[Stored dataset items]
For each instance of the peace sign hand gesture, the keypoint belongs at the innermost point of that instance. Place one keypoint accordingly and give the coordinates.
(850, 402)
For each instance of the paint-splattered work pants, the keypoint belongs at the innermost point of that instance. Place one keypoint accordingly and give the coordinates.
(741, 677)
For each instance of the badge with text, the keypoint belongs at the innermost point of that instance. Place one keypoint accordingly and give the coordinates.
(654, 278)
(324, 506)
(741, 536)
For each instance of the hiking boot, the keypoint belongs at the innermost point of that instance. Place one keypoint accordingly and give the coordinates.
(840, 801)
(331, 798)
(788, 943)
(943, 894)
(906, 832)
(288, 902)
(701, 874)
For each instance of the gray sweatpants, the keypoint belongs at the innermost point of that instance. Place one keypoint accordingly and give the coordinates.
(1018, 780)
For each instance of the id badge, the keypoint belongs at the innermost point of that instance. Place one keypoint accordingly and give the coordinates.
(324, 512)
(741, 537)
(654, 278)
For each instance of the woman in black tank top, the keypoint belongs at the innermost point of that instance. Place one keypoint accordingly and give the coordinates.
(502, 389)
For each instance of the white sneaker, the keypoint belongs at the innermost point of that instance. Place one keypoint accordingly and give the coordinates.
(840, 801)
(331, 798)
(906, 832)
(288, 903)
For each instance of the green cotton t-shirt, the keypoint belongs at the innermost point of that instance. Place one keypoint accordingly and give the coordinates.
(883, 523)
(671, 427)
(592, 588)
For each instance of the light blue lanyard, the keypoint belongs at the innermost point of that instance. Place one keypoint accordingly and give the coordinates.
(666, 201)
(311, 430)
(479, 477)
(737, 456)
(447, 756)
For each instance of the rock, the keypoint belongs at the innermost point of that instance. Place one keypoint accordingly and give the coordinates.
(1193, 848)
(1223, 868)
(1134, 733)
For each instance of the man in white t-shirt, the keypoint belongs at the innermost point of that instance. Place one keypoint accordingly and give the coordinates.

PROBLEM STATEMENT
Write out again, exactly, the lines from the one holding "For each instance of the light" through the end of the listing, with both ends included.

RESPONSE BELOW
For each instance of the light blue lanyard, the keypoint belongs at the innermost point of that instance. Place one keypoint accordingly and give the coordinates.
(666, 201)
(311, 430)
(479, 477)
(737, 456)
(447, 756)
For each instance of the rock, the keypoint belongs at the innermost point of that instance. Place one keypoint accordingly and give the coordinates.
(1193, 848)
(1223, 868)
(1134, 733)
For each instance of the man in white t-shirt, the keypoint belongs at the innermost point of that instance. Place one keypoint accordingly and give the coordinates.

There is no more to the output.